— EXERCISES —
1 – In the article on democratic backsliding in the Middle East, list the steps Hamid says a coherent U.S. policy would include, as given after the words "among other things."
2 – According to the article on democratic backsliding in the Middle East, why has the United States allowed Arab dictators to crush their opposition?
3 – Pick up the article on democratic backsliding in the Middle East after its final sentence and write the next paragraph.

— GIVEN TEXT —
__________

Democratic backsliding in Middle East addressed at NED/CSID event

At a joint panel of the National Endowment for Democracy (NED) and the Center for the Study of Islam and Democracy (CSID) today in Washington, regional experts expressed concern over what they see as a backsliding of democracy in the Middle East of late.

Shadi Hamid, a founding board member of the Project on Middle East Democracy and a Marshall Scholar at Oxford University, said that after a wave of optimism among Arab democratic supporters in 2005 in the wake of notable reforms in some nations, a “total 180 has taken place in the last few years.” The United States – fearful that democratically-elected alternatives in the region could be Islamist, as was the case with the ascendance of Hamas in Palestine in early 2006 – has allowed Arab dictators to crush their opposition, he said.

“There was a democratic moment, but the moment passed,” Hamid said.

Hamid also said that, whereas U.S. regional policy had previously conveyed a rigid dichotomy of “dictators versus democrats,” it now stresses “moderates versus extremists.” The irony though, according to Hamid, is that the current Arab moderates in power are dictators, while the current Arab extremists in power are democrats. To help remedy these inconsistencies and promote genuine democracy in the region, he said that the U.S. needs to formulate a coherent policy that would, among other things, engage nonviolent Islamists, bringing a select subset to the U.S. as part of exchange programs; engender dialogue between Islamists and secularists; and create the conditions on the ground necessary to empower democratic groups. Doing this would also be consonant with U.S. national security priorities, as granting Arabs the legitimate avenues of expression that are inherent to democracy would also help to keep frustrated individuals from resorting to illegitimate avenues of expression such as terrorism.

__________

— EXCERPTED RECORDS —
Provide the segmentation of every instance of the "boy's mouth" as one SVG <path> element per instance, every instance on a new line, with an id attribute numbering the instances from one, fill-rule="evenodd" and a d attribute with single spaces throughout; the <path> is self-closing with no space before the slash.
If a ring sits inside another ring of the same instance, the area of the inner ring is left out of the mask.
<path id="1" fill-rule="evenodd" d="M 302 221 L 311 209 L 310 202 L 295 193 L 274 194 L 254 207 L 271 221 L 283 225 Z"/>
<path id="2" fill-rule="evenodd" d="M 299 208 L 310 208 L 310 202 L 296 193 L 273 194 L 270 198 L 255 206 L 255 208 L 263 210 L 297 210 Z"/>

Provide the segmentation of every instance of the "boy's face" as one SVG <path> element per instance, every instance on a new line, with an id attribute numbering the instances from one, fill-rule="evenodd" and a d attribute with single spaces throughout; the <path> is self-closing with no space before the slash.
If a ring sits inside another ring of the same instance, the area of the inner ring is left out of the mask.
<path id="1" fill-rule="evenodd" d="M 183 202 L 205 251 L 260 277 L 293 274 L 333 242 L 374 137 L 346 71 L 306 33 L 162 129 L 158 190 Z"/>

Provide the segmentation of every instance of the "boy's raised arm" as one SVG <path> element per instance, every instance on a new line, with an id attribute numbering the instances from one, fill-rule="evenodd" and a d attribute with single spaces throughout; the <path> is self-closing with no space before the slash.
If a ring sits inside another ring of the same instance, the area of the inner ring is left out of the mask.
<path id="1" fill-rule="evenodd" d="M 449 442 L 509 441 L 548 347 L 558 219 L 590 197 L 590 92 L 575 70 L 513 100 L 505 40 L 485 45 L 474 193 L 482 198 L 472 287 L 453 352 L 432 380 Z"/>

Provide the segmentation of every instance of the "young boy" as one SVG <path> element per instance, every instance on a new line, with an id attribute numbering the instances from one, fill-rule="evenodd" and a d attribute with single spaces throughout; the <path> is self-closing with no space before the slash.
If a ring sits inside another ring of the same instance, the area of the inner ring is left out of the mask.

__________

— ANSWERS FOR THE TASKS —
1 –
- Engage nonviolent Islamists, bringing a select subset to the U.S. as part of exchange programs
- Engender dialogue between Islamists and secularists
- Create the conditions on the ground necessary to empower democratic groups

2 – The United States fears that democratically-elected alternatives in the region could be Islamist. This happened with the ascendance of Hamas in Palestine in early 2006.

3 –
Amr Hamzawy, a prominent Egyptian political scientist currently working at the Carnegie Endowment for International Peace, added that Arabs were wrong to assume that the notable concessions granted by governments in Egypt and Lebanon in recent years could be duplicated throughout the region. The Middle East today, Hamzawy said, is still beset by unbalanced governments that allow far too much executive authority, weak opposition parties, and a lack of a politically moderate center that can serve as an alternative to autocracy and theocracy. Hamzawy also addressed recent developments in Egypt, where a forthcoming referendum is expected on constitutional amendments that he says would further stifle opposition parties – namely the Islamist group, the Muslim Brotherhood – and extend executive power under the pretense of counter-terrorism.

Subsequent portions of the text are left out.